Written request:
Extract every line of the listing below and copy each one without changing a single character.

Information provided:

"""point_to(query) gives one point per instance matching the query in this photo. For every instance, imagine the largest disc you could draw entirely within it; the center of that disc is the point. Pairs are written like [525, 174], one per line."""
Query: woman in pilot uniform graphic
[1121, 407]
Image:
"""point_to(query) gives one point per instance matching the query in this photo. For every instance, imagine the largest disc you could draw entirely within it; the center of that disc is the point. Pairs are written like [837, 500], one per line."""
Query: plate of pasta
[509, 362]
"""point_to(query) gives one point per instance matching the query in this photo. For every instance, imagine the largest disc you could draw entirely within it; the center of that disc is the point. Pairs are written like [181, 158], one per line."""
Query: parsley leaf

Task solution:
"""point_to(query) gives one point per instance matching the query in this photo. For every instance, imagine the largest disc you could draw entirely within it; the center of that disc is the point. Pairs are written like [525, 174], one per line."""
Query: woman in pilot uniform graphic
[1121, 407]
Image:
"""point_to(query) gives one point per instance matching the query in this photo. For every instance, imagine the largest disc you could draw entirely within it; the center of that disc is the point. Pairs are written like [837, 500], one per line."""
Query: plate of pasta
[509, 362]
"""point_to(query) gives one point per instance matching the query in this photo. For every instance, imagine the largest disc you could draw entirely within it; the center of that disc is the point. Pairs are written like [181, 158], one per line."""
Query: parsley leaf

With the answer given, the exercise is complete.